EXTRACTED RECORDS Block Start
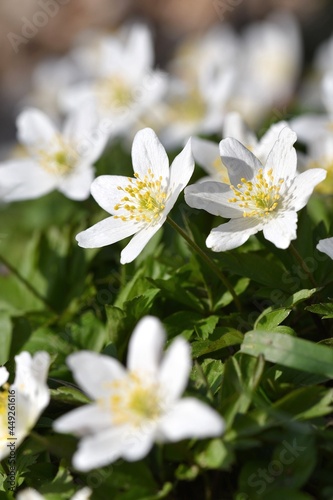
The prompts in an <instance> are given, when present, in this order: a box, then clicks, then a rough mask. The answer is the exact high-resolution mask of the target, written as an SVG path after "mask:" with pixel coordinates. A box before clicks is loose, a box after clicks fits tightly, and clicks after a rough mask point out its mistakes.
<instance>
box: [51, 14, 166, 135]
mask: <svg viewBox="0 0 333 500" xmlns="http://www.w3.org/2000/svg"><path fill="white" fill-rule="evenodd" d="M96 48H97V50H95V49H96ZM91 49H94V50H90V54H89V52H87V48H86V49H85V50H84V49H83V50H82V51H81V54H79V53H76V58H77V59H79V60H80V61H81V67H82V69H84V60H85V58H84V55H85V54H86V55H88V58H86V61H85V62H86V65H87V66H88V68H87V69H88V73H89V70H91V66H92V61H91V56H92V55H94V60H95V71H94V76H93V77H92V78H89V79H86V80H83V81H82V82H80V83H78V84H75V85H72V86H69V87H68V88H67V89H66V90H65V91H63V92H62V94H61V95H60V104H61V106H62V107H63V109H64V110H65V111H68V110H73V109H75V108H77V107H78V106H81V105H82V103H84V102H91V103H92V104H93V105H94V106H95V108H96V110H97V112H98V114H99V116H100V117H101V119H103V120H105V122H106V123H108V127H107V128H108V134H109V137H113V136H116V135H128V133H129V131H131V129H132V127H135V125H136V124H137V122H139V121H140V120H141V118H142V117H143V115H144V113H145V112H146V111H149V110H150V111H151V110H152V109H154V106H155V104H156V103H157V102H158V101H159V100H160V99H161V98H162V96H163V95H164V93H165V91H166V86H167V77H166V74H165V73H163V72H162V71H158V70H154V69H153V64H154V50H153V41H152V36H151V33H150V31H149V29H148V27H147V26H144V25H143V24H139V23H137V24H133V25H132V26H130V27H129V26H127V27H125V28H123V29H122V30H120V31H119V32H118V33H116V34H114V35H107V36H104V37H100V38H99V40H98V44H97V47H92V48H91ZM74 56H75V54H74Z"/></svg>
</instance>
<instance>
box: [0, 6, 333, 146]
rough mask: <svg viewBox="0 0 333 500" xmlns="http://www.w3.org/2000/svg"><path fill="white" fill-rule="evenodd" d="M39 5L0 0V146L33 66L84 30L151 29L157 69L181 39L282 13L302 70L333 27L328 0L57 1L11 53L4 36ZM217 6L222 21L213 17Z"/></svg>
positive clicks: (63, 52)
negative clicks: (263, 0) (214, 28)
mask: <svg viewBox="0 0 333 500" xmlns="http://www.w3.org/2000/svg"><path fill="white" fill-rule="evenodd" d="M41 1H42V0H2V1H1V3H0V27H1V51H0V143H5V142H8V141H13V140H15V117H16V116H17V114H18V112H19V111H20V109H21V107H22V99H23V98H24V96H25V95H26V94H27V93H28V92H29V91H30V90H31V80H32V74H33V71H34V69H35V68H36V65H37V64H38V63H39V62H40V61H42V60H43V59H45V58H46V57H50V56H56V57H57V56H61V55H64V54H66V53H67V51H68V50H69V49H70V48H71V46H72V45H73V43H74V41H75V40H76V39H77V37H79V36H80V35H81V34H82V33H83V32H85V31H86V30H91V29H103V30H106V31H112V30H115V29H117V28H118V27H119V26H121V25H122V24H123V23H124V22H127V21H132V20H142V21H144V22H146V23H147V24H148V25H149V26H150V27H151V29H152V32H153V35H154V41H155V52H156V65H157V66H158V67H161V68H163V67H164V66H165V64H166V63H167V61H168V59H169V58H170V56H171V54H172V53H173V51H174V48H175V46H176V45H177V44H178V43H179V42H180V41H181V40H182V39H184V37H187V36H189V35H198V34H199V35H200V34H201V33H204V32H205V31H207V30H208V29H209V27H211V26H213V25H216V24H218V23H223V22H224V23H229V24H231V25H232V26H233V27H234V28H235V29H236V30H240V31H241V30H242V29H243V28H244V26H246V25H248V24H249V23H251V22H254V21H256V20H260V19H264V18H265V17H266V16H267V15H268V14H269V13H270V12H272V11H275V10H277V9H278V10H285V11H289V12H292V13H293V14H294V15H295V16H296V18H297V19H298V21H299V25H300V29H301V34H302V38H303V45H304V59H303V72H304V71H306V68H307V66H308V65H309V64H310V62H311V59H312V57H313V54H314V53H315V51H316V49H317V47H318V46H319V45H320V44H321V43H322V42H323V41H324V40H325V39H326V38H328V37H329V36H330V34H331V33H332V25H333V2H332V1H331V0H266V1H265V2H262V1H261V0H181V1H179V0H121V1H119V0H62V1H63V2H64V5H61V6H60V9H59V12H58V14H57V15H56V16H54V18H50V19H49V22H48V23H47V25H46V26H45V27H43V28H40V29H39V30H38V33H37V34H36V35H35V36H34V37H33V38H32V39H31V40H29V42H28V43H26V44H21V45H20V48H19V51H18V53H15V52H14V50H13V48H12V45H11V43H10V41H9V39H8V34H9V33H15V34H20V32H21V28H22V23H23V21H22V18H26V19H28V20H29V19H31V18H32V16H33V14H34V13H35V12H36V11H37V10H38V9H39V10H40V2H41ZM59 3H60V0H59ZM221 8H222V10H223V12H224V14H223V20H221V15H218V9H220V10H221ZM225 50H228V47H225ZM235 64H237V61H235Z"/></svg>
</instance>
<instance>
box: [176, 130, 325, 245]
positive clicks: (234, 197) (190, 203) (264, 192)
mask: <svg viewBox="0 0 333 500" xmlns="http://www.w3.org/2000/svg"><path fill="white" fill-rule="evenodd" d="M295 141H296V134H295V133H294V132H293V131H292V130H290V129H289V128H288V127H285V128H283V129H282V131H281V132H280V135H279V138H278V140H277V141H276V142H275V144H274V146H273V148H272V150H271V152H270V153H269V155H268V157H267V160H266V162H265V164H264V165H263V164H262V163H260V161H259V160H258V159H257V158H256V157H255V156H254V155H253V154H252V153H251V152H250V151H249V150H248V149H247V148H245V147H244V146H243V145H242V144H240V142H238V141H237V140H236V139H230V138H228V139H224V140H223V141H221V142H220V153H221V157H222V161H223V163H224V164H225V165H226V167H227V169H228V173H229V178H230V182H231V185H228V184H223V183H218V182H203V183H199V184H195V185H192V186H189V187H188V188H187V189H186V190H185V200H186V202H187V203H188V204H189V205H190V206H191V207H193V208H200V209H204V210H206V211H207V212H209V213H212V214H214V215H219V216H221V217H226V218H230V219H231V220H230V221H229V222H227V223H226V224H222V225H221V226H218V227H217V228H215V229H213V230H212V231H211V233H210V235H209V236H208V238H207V240H206V244H207V246H208V248H212V250H214V251H216V252H222V251H225V250H231V249H232V248H236V247H239V246H240V245H242V244H243V243H245V241H247V240H248V238H249V237H250V236H251V235H253V234H256V233H257V232H258V231H263V233H264V237H265V238H266V239H267V240H269V241H271V242H272V243H274V245H275V246H277V247H278V248H287V247H288V246H289V244H290V242H291V240H293V239H295V238H296V228H297V214H296V212H298V210H300V209H301V208H303V207H304V206H305V205H306V203H307V201H308V199H309V197H310V195H311V193H312V191H313V189H314V187H315V186H316V185H317V184H318V183H319V182H321V181H322V180H323V179H325V177H326V171H325V170H323V169H320V168H316V169H311V170H308V171H306V172H303V173H301V174H297V173H296V163H297V160H296V151H295V149H294V148H293V144H294V142H295Z"/></svg>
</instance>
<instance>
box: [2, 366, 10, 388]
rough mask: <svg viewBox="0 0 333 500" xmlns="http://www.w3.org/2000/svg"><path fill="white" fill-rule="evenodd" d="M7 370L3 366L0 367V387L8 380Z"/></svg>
mask: <svg viewBox="0 0 333 500" xmlns="http://www.w3.org/2000/svg"><path fill="white" fill-rule="evenodd" d="M8 377H9V372H8V370H7V368H5V367H4V366H1V367H0V387H2V386H3V384H5V383H6V382H7V380H8Z"/></svg>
EXTRACTED RECORDS Block End
WHAT YOU WILL DO
Output the lines from the one with "box: [2, 366, 10, 388]" through the end of the records above, exactly, including both ends, and nothing besides.

RESPONSE TO THE EXERCISE
box: [2, 366, 10, 388]
rough mask: <svg viewBox="0 0 333 500" xmlns="http://www.w3.org/2000/svg"><path fill="white" fill-rule="evenodd" d="M7 370L3 366L0 367V387L8 380Z"/></svg>
mask: <svg viewBox="0 0 333 500" xmlns="http://www.w3.org/2000/svg"><path fill="white" fill-rule="evenodd" d="M8 377H9V372H8V370H7V368H5V367H4V366H1V367H0V387H2V386H3V384H5V383H6V382H7V380H8Z"/></svg>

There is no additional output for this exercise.